*Listed entries*.
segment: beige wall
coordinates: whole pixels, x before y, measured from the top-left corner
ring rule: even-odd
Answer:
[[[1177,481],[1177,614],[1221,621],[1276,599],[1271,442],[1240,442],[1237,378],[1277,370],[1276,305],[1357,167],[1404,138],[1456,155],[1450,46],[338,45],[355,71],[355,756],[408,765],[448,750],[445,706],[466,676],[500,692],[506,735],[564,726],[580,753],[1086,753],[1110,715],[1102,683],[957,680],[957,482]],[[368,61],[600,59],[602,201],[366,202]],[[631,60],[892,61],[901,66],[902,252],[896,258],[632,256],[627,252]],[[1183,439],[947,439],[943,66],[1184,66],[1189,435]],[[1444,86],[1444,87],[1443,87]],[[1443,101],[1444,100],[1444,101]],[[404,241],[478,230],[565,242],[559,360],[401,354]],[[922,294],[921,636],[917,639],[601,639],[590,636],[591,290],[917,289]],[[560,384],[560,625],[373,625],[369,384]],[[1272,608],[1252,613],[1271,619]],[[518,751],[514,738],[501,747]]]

*How to complete this task*. Exactly as given, repeat each line above.

*Solution for this task*.
segment: beige wall
coordinates: whole pixels, x before y, measured from the top-left corner
ring rule: even-odd
Answer:
[[[1177,481],[1177,614],[1221,621],[1276,599],[1271,442],[1240,442],[1237,378],[1277,370],[1276,305],[1357,167],[1404,138],[1456,155],[1450,46],[338,45],[355,71],[355,756],[408,765],[448,750],[445,706],[466,676],[500,692],[506,735],[564,726],[580,753],[1086,753],[1110,715],[1102,683],[957,680],[957,482]],[[368,61],[600,59],[602,201],[366,202]],[[631,60],[892,61],[901,66],[902,252],[896,258],[632,256],[627,252]],[[1183,439],[947,439],[943,66],[1184,66],[1189,435]],[[1444,86],[1444,87],[1443,87]],[[1443,101],[1444,100],[1444,101]],[[404,241],[478,230],[565,242],[559,360],[401,354]],[[922,294],[921,636],[917,639],[601,639],[590,636],[591,290],[917,289]],[[560,384],[560,625],[373,625],[369,384]],[[1272,608],[1252,613],[1271,619]],[[518,751],[514,738],[501,747]]]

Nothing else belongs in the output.